──────── Given text ────────
# hauling 15000 lb tractor ?



## tw30

how much would it cost for someone to deliver a tw-30 ford tractor to 39845 , GA ? semi trailer im guessing would be the best method . they" tractorhouse" has their own shipping but it cost 1700-2500$ to ship it to me . is there any other way to get a tractor across country ?


----------



## haybaler101

most trucks are going to cost you 2.50 to 3.00 per loaded mile, might get a break if you can find someone needing a back haul.


----------



## tw30

how do they ups a tractor in the first place or who ships freight that large?i mean they use a flatbed semi right like how they haul bulldozers,backhoes, and excavators ?


----------



## scrapiron

tw30; You would need a double drop or a lowboy trailer. If any measurement on the tractor, is over 102" WIDE,[ side to side], over 13'6" tall including the trailer it is an Oversized load in almost all states. Your price just went up by about $ 1.00 per mile over basic price.The trucker will have to have permits from each state,time restrictions when it can move,possibly escort/pilot car, whatever each state requires. It can get expensive real fast to move a piece of equipment. Are you going to move it about 700/1000 miles?

scrapiron


----------



## tw30

10.2' at its highest point 106" wide

Weight (operating): 14,600 lbs [6622 kg] (cab)

Weight (ballasted): 19,830 lbs [8994 kg]

Wheelbase: 110.5 inches [280 cm]

Length: 190.9 inches [484 cm]

Width: 106.4 inches [270 cm]

Height (ROPS): 112.7 inches [286 cm]

Height (cab): 116 inches [294 cm]

Height (exhaust): 122.9 inches [312 cm]

Ground clearance: 25.2 inches [64 cm] (2WD)
────────
Instructions to follow: In the forum thread above about hauling a tractor, list each height measurement given in the tractor's specifications, with its label and value in inches.
──────── Collected material ────────
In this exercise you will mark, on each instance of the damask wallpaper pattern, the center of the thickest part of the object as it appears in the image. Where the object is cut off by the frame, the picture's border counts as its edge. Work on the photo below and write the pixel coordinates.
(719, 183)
────────
Task result:
- Height (ROPS): 112.7 inches
- Height (cab): 116 inches
- Height (exhaust): 122.9 inches